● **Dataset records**
— START —

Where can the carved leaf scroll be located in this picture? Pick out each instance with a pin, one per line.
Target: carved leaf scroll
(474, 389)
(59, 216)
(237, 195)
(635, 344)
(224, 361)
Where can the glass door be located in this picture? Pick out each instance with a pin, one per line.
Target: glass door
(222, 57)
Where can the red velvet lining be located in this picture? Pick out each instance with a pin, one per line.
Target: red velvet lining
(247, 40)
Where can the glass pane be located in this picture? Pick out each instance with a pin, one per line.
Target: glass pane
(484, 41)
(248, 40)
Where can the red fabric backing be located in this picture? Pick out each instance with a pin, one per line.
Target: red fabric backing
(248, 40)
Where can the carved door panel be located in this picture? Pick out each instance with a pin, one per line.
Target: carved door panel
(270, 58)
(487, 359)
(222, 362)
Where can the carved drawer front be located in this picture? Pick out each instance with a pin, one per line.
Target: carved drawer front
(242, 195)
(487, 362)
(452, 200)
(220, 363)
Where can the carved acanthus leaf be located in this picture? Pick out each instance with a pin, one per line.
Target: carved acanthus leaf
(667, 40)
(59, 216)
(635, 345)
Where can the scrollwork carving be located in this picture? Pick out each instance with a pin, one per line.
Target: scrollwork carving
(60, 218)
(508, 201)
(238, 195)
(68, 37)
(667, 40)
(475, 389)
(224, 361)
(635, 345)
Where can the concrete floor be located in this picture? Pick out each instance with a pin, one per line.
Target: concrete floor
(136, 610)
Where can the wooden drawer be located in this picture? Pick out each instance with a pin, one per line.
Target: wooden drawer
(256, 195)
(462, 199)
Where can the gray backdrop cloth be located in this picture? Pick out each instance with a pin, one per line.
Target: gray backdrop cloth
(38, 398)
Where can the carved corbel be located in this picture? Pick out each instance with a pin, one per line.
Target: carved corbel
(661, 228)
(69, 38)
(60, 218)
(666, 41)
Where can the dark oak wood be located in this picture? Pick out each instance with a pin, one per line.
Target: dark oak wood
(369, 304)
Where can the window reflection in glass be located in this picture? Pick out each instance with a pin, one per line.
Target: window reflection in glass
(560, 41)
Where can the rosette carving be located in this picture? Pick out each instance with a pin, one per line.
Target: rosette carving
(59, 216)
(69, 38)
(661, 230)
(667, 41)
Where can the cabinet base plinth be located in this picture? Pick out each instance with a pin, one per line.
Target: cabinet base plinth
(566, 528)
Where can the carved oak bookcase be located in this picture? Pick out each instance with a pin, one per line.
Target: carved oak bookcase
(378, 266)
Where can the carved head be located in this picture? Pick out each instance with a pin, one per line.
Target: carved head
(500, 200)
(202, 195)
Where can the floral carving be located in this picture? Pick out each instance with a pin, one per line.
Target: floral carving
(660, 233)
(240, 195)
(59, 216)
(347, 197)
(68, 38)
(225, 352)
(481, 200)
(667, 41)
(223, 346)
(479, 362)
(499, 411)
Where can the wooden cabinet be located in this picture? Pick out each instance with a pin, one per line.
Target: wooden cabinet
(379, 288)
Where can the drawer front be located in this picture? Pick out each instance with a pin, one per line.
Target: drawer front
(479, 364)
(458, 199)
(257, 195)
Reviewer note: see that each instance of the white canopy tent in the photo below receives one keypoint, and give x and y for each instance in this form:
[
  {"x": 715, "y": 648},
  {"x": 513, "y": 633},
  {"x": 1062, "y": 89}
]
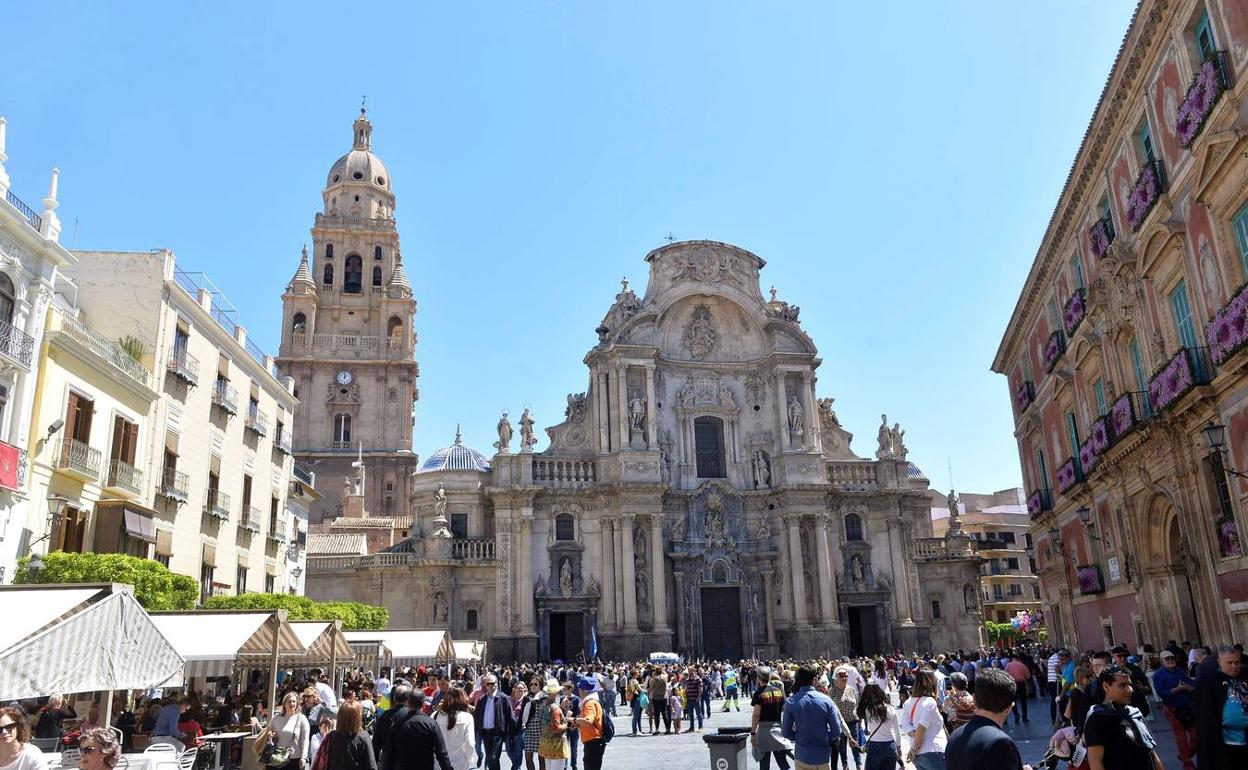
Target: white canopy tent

— END —

● **AIM**
Every record above should be written out again exactly; the pictures stay out of the copy.

● **TASK SOLUTION**
Where can the carved leaf scroll be located in this picture? Pick out each instance with a pin, one per line.
Target: carved leaf scroll
(474, 389)
(59, 216)
(237, 195)
(635, 344)
(224, 361)
Where can the glass door be located in this picture? Pick out each instance with a pin, one per line.
Target: glass door
(222, 57)
Where can the red velvet lining be located in this picture? Pick out each instance with a pin, one per line.
Target: red velvet lining
(247, 40)
Where can the glass pane be located in this picture? Pick out each instance with a pin, one per line.
Target: glass pane
(484, 41)
(248, 40)
Where can the red fabric backing be located in this picture? Pick out each instance with a pin, one per line.
Target: red fabric backing
(248, 40)
Where can the carved door panel be located in this picture? Pick out each instance with a pin, one per line.
Target: carved door panel
(270, 58)
(487, 359)
(222, 362)
Where can the carved drawer front be located in this picture? Pick out each instance with a pin, one per line.
Target: carved drawer front
(242, 195)
(487, 362)
(452, 200)
(220, 363)
Where can the carved acanthus leaf be located in this picture? Pick out each instance with a pin, one per line.
Target: carved acanthus leaf
(667, 40)
(59, 216)
(635, 345)
Where can the scrollwork carving be located in this picture? Pick out each instance with a pin, one per line.
Target: scrollwork carving
(60, 218)
(508, 201)
(238, 195)
(68, 37)
(667, 40)
(475, 389)
(224, 361)
(635, 345)
Where can the concrete floor be located in this picture? Pick out each instance with a pin, one per line.
Target: concrete floor
(136, 610)
Where can the wooden drawer be located in this picture? Pick out each instance with a pin, one per line.
Target: wooden drawer
(256, 195)
(462, 199)
Where can the gray backdrop cloth be located in this picture? Pick out each instance with a pin, one per line.
Target: gray backdrop cloth
(38, 398)
Where can the carved corbel be located in this picture? Pick out each instance with a pin, one per line.
Target: carved corbel
(661, 228)
(69, 38)
(60, 218)
(666, 41)
Where can the dark oak wood be located in this picture? Pick out each instance with a pin, one per line.
Target: dark oak wood
(369, 304)
Where can the window reflection in glass be located in this picture? Pick out each instance with a pin, one per line.
Target: window reflection in glass
(560, 41)
Where can the rosette carving be located in this picture? Pick out each instance with a pin, one per line.
Target: rosette carving
(59, 216)
(69, 38)
(661, 230)
(667, 41)
Where can the cabinet base plinth be located in this picture? Pick out each instance with a pin, one per line.
Target: cabinet base plinth
(566, 528)
Where can the carved oak bookcase be located in this picture? Pick out each instance with a pin, one per line.
Target: carved oak bookcase
(378, 266)
Where can the carved head be located in this picture? Pick out each instance with a pin, one per line.
Target: carved head
(500, 200)
(202, 195)
Where can the floral carving be located in this picture? Pick out each instance with a pin, one per line.
Target: floral carving
(660, 233)
(240, 195)
(59, 216)
(347, 197)
(68, 38)
(225, 352)
(481, 200)
(667, 41)
(223, 346)
(479, 362)
(499, 411)
Where can the wooden cabinet be located in this picture? Pick out each instance with a pin, one per line.
Target: wooden cabinet
(379, 288)
Where can the drawer front be located in this picture? Pick out each instance with a pin, one per line.
Target: drawer front
(479, 364)
(458, 199)
(257, 195)
Reviewer note: see that each instance of the white canopy tent in the photo below receives one keypoint, and give x and y for each instance in this form:
[
  {"x": 715, "y": 648},
  {"x": 513, "y": 633},
  {"x": 1062, "y": 89}
]
Target: white canopy tent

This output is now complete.